* [SELECTION]

Thanks, much appreciated, guys!


----------



## Pansori (Apr 26, 2006)

Only now I managed to look through this excellent thread. My interest in architecture, skyscrapers and cities started when I was a kid by observing some photos of NYC in textbooks and encyclopedias (paper versions since there were no internets or even PC media back then). I well remember the Guggenheim museum, Flatiron and UN buildings from those times. Ironically when I actually got a chance to travel I somehow never made it to NYC despite having been to numerous other places around the world. Perhaps one day 

Also you didn't seem to visit Brownsville and the projects. The Ville is known to be the rawest and the realest place in all of NYC.


----------



## yansa (Jun 16, 2011)

Somehow I seem to have missed parts of this thread.
Excellent work, El Greco! :applause:


----------



## meteoforumitalia (Oct 3, 2009)

I've just enjoyed the whole thread, it was not easy to impress with usual classic new york, but you managed to do it brilliantly. such technique, such neat photos, such interesting and unknown detailes, simply great


----------



## Bahromovies (Dec 26, 2016)

Morning Manhattan, New York


----------



## El_Greco (Apr 1, 2005)

Thanks guys!


----------

* [RECORDS SUPPLIED]
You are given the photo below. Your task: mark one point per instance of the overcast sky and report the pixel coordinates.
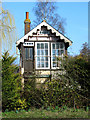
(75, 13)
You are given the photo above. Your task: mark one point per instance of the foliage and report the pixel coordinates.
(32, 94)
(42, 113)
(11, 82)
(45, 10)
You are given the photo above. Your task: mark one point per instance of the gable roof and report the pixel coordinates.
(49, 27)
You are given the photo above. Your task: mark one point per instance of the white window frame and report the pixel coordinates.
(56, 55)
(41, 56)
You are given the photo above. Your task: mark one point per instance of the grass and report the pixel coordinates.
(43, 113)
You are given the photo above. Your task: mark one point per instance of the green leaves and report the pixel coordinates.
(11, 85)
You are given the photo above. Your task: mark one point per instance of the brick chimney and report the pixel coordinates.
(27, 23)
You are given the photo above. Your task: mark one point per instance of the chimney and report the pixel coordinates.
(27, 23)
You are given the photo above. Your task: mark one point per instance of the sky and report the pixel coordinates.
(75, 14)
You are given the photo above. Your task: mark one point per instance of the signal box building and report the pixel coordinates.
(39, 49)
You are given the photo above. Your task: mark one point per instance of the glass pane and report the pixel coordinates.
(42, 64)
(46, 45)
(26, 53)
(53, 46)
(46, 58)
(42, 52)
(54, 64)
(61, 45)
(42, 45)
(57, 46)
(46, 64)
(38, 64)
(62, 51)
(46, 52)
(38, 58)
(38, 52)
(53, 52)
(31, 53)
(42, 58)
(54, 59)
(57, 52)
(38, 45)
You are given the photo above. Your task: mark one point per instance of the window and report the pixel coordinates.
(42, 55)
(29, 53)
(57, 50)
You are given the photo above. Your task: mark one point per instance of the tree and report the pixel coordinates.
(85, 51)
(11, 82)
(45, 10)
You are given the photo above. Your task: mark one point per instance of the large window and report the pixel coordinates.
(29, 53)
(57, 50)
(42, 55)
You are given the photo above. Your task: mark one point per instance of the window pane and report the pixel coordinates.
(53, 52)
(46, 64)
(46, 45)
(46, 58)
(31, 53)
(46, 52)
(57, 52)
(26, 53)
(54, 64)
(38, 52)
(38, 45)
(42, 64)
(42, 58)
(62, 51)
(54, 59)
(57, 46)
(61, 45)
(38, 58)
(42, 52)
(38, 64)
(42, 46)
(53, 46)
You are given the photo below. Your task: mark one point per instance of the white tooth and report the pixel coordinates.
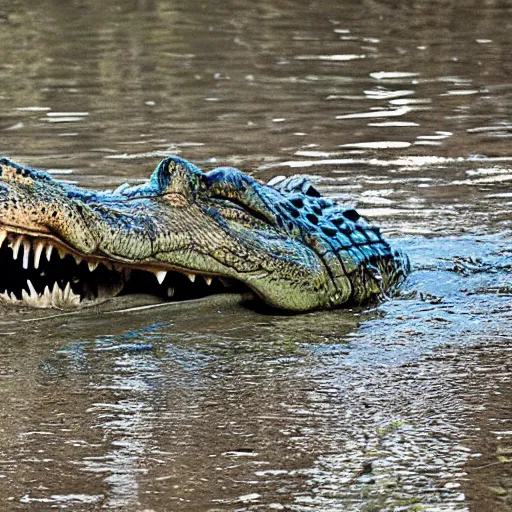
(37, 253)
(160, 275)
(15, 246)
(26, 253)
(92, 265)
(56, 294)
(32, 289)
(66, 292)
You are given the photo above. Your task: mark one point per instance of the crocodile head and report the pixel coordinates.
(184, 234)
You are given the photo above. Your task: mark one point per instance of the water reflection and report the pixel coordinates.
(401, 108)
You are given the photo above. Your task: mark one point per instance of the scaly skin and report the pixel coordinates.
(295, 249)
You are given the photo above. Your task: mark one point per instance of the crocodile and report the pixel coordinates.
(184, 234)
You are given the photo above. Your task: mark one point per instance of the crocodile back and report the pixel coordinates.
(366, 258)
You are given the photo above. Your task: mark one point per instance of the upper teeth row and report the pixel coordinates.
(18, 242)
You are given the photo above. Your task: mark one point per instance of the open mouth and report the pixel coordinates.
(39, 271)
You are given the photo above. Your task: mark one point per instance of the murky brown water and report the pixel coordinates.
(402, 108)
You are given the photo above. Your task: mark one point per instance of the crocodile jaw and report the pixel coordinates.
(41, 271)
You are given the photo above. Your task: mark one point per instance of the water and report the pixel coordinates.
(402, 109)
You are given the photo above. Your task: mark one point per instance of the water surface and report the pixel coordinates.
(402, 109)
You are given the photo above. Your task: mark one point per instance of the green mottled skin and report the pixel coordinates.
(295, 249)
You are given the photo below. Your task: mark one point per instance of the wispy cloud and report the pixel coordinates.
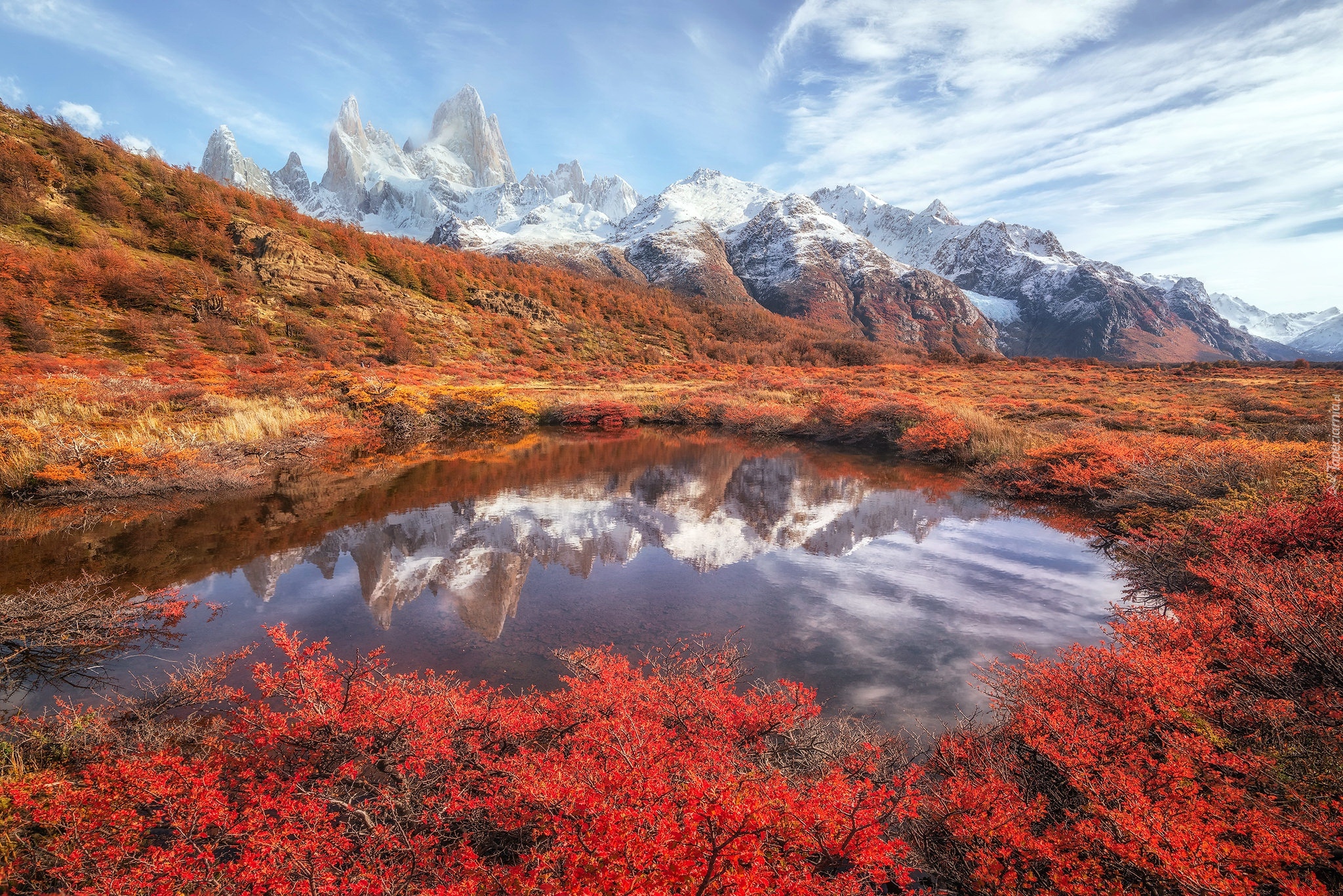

* [OBJECTIVE A] According to the thread, why were the photos of NYC that Pansori saw as a kid in paper versions of textbooks and encyclopedias? Answer in one to three sentences.
* [OBJECTIVE B] Rewrite the part of the thread that opens with "Only now I managed" and closes with "all of NYC.", putting "child" in place of "kid".
The records are from a separate source, not from the thread.

* [OUTPUT A] The photos were in paper versions because there was no internet or even PC media at that time.

* [OUTPUT B]
Only now I managed to look through this excellent thread. My interest in architecture, skyscrapers and cities started when I was a child by observing some photos of NYC in textbooks and encyclopedias (paper versions since there were no internets or even PC media back then). I well remember the Guggenheim museum, Flatiron and UN buildings from those times. Ironically when I actually got a chance to travel I somehow never made it to NYC despite having been to numerous other places around the world. Perhaps one day 

Also you didn't seem to visit Brownsville and the projects. The Ville is known to be the rawest and the realest place in all of NYC.